> STUDY TEXT
▼
Quote from: Sheila on January 11, 2007, 09:25:00 AM
I have always had to give in and take charge of everything.........The one person who I feel real bad for is my wife. She didn't hire on for this, but she stayed with me through it all and she has said that it is better than it was before and that she truely likes me better, even without the sex....... Like I said above, everyone is different. sometimes you just have to think about yourself and don't feel it is selfish.
Sheila

I'd like to mention a few things in passing, Sheila.  The basic meaning of this subject was really to say that I am spending way too much time talking about me, instead of being me, who, incidentally, is the same person my wife has always known.  Granted, she was semi-floored to learn I am more than a little bit  female in mind, but now in body as well.  But all along in our marriage, it has been the sensitive female side that she has so valued, and I was always open and honest in sharing that side of myself.  Agreed, she didn't hire on for this, and yes I have the primary responsibility for our obligations.  I did sign on for that, and so, it remains the case.  As far as our sex life....as I've mentioned elsewhere, it has never been better!  And again, don't go looking in the Sexuality Forum.....our joy is private  ;)
1.) If you're skating on thin ice, you might as well dance. 
Bev
2.) The more I talk to my married friends, the more I
     appreciate  having a wife.
Marcy
  •  

Steph

Hello Bev.

We do tend to be a little self centered, after all it's all about "Us" isn't it, it's "our" new life, "our" situation, "our" problem etc.  I've been guilty of this myself.  We get caught up in "us" and everything else is secondary,including family and friends.  I remember one terrible day when I got mad because our daughter was coming to visit (before I came out) and I had to revert to guy mode, how selfish is that.
▲
> DATA TO EXAMINE
▼
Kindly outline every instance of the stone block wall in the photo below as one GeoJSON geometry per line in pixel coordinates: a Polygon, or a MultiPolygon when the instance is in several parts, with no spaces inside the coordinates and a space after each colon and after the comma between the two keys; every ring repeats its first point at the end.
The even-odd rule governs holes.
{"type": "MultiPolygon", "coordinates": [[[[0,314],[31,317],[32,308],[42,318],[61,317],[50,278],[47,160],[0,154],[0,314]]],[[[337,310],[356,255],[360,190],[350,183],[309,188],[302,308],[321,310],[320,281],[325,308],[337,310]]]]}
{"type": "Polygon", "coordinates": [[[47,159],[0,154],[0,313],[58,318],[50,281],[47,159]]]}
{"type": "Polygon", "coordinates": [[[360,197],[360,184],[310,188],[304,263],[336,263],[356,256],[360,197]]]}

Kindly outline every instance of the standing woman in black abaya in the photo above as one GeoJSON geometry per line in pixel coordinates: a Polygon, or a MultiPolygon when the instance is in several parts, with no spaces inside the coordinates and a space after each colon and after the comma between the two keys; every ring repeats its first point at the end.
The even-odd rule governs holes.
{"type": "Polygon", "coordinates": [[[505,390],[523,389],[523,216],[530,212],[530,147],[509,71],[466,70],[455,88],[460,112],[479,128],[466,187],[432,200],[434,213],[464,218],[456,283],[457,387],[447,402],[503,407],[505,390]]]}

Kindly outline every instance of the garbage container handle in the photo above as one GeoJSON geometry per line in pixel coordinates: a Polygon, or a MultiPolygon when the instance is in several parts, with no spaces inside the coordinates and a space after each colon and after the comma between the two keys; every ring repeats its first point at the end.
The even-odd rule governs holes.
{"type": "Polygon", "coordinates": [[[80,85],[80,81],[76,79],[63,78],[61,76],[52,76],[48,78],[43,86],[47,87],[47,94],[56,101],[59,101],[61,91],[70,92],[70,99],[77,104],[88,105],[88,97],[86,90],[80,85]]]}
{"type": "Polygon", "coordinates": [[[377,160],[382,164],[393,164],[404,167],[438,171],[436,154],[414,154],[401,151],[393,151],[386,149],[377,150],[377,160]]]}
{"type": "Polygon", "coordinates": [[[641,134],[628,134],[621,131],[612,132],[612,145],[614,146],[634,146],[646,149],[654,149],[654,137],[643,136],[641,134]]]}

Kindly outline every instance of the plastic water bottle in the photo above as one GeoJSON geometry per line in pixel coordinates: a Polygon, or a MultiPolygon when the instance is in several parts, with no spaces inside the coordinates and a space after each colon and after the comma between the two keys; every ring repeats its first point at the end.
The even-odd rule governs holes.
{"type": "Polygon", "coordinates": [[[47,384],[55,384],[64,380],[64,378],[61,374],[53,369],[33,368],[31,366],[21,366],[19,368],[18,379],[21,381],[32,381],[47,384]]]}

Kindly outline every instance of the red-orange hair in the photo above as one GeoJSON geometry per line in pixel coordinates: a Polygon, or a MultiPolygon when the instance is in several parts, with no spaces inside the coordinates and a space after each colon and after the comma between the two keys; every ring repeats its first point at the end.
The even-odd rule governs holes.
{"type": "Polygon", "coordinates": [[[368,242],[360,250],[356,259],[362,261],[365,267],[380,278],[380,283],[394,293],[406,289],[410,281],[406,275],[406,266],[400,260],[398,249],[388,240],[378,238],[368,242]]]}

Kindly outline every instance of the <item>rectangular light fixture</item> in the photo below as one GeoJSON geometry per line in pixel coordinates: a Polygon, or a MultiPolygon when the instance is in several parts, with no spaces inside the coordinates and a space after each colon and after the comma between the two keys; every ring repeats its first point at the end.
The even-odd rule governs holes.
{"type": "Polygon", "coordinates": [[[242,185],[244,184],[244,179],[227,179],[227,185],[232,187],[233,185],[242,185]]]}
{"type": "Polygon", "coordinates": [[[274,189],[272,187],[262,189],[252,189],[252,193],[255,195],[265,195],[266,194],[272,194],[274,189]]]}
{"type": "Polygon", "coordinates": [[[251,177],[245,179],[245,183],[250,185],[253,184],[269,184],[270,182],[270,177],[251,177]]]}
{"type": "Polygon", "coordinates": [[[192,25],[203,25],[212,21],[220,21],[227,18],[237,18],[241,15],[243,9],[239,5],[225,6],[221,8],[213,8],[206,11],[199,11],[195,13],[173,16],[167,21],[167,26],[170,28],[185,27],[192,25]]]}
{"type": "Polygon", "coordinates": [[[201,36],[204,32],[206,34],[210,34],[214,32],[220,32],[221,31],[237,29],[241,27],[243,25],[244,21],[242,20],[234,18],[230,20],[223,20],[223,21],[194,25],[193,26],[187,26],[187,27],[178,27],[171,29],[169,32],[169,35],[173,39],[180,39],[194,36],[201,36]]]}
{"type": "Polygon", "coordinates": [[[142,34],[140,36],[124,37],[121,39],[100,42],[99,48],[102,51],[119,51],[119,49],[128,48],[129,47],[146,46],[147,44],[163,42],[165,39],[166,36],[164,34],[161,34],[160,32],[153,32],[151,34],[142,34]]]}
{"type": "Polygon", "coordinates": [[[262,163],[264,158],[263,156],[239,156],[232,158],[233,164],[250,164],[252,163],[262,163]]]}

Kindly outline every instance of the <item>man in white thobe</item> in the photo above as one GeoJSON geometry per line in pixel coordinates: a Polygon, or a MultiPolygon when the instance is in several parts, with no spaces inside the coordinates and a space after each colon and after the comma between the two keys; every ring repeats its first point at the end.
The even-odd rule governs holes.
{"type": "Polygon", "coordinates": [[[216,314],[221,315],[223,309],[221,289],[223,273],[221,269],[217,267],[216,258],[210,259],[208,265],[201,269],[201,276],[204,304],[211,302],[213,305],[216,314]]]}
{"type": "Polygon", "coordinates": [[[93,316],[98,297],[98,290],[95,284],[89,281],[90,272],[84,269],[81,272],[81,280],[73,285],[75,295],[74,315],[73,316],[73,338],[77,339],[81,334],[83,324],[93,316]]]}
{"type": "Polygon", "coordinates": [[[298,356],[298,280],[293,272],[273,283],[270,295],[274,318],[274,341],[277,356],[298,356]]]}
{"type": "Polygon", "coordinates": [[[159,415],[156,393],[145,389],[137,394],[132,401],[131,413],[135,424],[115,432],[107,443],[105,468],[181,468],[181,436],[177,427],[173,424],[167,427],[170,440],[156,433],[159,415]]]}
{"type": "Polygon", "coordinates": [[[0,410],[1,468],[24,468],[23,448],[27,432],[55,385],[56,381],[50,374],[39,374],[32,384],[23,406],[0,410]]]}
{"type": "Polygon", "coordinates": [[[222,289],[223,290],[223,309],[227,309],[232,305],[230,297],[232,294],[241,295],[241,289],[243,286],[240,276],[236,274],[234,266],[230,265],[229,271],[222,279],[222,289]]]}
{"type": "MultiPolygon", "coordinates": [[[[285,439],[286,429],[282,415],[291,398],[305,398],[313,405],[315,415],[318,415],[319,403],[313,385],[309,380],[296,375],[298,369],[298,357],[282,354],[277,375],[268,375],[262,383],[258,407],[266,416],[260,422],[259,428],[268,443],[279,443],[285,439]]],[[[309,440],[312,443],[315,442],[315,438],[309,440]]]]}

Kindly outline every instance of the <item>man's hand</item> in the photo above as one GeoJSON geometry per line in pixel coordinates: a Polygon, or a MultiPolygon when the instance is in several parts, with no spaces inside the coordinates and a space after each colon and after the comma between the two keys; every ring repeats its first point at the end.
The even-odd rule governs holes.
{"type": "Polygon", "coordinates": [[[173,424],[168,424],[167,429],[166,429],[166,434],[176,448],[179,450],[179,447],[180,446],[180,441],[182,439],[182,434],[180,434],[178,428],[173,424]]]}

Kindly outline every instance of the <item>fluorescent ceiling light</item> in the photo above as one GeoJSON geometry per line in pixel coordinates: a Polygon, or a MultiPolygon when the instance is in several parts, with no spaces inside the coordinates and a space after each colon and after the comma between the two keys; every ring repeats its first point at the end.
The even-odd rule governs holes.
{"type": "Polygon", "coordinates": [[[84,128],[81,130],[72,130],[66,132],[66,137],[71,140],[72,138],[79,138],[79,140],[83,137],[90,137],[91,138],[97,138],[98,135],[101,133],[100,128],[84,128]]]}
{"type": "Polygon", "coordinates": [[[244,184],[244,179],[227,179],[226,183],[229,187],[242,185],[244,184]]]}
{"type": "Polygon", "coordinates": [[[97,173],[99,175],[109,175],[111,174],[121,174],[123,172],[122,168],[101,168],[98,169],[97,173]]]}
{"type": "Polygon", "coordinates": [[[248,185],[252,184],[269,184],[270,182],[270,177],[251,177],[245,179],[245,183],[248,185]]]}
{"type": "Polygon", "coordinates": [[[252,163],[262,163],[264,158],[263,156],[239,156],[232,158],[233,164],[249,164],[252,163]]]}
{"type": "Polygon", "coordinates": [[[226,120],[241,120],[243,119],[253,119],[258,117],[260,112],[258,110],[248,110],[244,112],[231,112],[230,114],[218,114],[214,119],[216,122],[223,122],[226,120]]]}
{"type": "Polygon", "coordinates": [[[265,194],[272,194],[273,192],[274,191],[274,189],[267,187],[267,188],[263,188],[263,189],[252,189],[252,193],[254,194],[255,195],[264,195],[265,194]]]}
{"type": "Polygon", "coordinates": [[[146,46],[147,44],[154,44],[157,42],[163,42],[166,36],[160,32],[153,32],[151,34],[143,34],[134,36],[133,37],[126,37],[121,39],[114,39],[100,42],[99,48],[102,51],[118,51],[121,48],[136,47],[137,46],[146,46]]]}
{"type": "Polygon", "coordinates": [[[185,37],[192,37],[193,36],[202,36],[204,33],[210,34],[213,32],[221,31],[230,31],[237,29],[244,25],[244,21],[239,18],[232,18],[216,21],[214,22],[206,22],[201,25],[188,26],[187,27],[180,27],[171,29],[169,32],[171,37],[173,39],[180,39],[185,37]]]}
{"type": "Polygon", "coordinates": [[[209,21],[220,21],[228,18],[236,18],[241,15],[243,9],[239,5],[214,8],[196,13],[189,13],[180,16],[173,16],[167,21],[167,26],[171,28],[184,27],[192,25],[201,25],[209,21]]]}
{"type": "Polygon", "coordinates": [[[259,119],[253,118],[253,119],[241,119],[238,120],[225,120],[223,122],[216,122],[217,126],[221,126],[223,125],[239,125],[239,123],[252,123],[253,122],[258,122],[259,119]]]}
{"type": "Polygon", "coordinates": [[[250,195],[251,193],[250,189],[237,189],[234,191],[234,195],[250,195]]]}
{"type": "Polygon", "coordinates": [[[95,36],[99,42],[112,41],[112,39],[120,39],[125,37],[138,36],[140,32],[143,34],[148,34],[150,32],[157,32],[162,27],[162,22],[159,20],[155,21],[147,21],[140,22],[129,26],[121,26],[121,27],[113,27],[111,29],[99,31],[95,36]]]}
▲
> REQUIRED ACTIONS
1: Reproduce the forum exchange word for word from "1.) If you're" to "selfish is that.".
2: According to the forum exchange, what might you as well do if you're skating on thin ice?
3: Translate the sentence "I've been guilty of this myself." from the forum exchange into French.
The material plays no part in this work.

> SOLUTIONS IN ORDER
1:
1.) If you're skating on thin ice, you might as well dance. 
Bev
2.) The more I talk to my married friends, the more I
     appreciate  having a wife.
Marcy
  •  

Steph

Hello Bev.

We do tend to be a little self centered, after all it's all about "Us" isn't it, it's "our" new life, "our" situation, "our" problem etc.  I've been guilty of this myself.  We get caught up in "us" and everything else is secondary,including family and friends.  I remember one terrible day when I got mad because our daughter was coming to visit (before I came out) and I had to revert to guy mode, how selfish is that.

2: Dance.

3: J'en ai moi-même été coupable.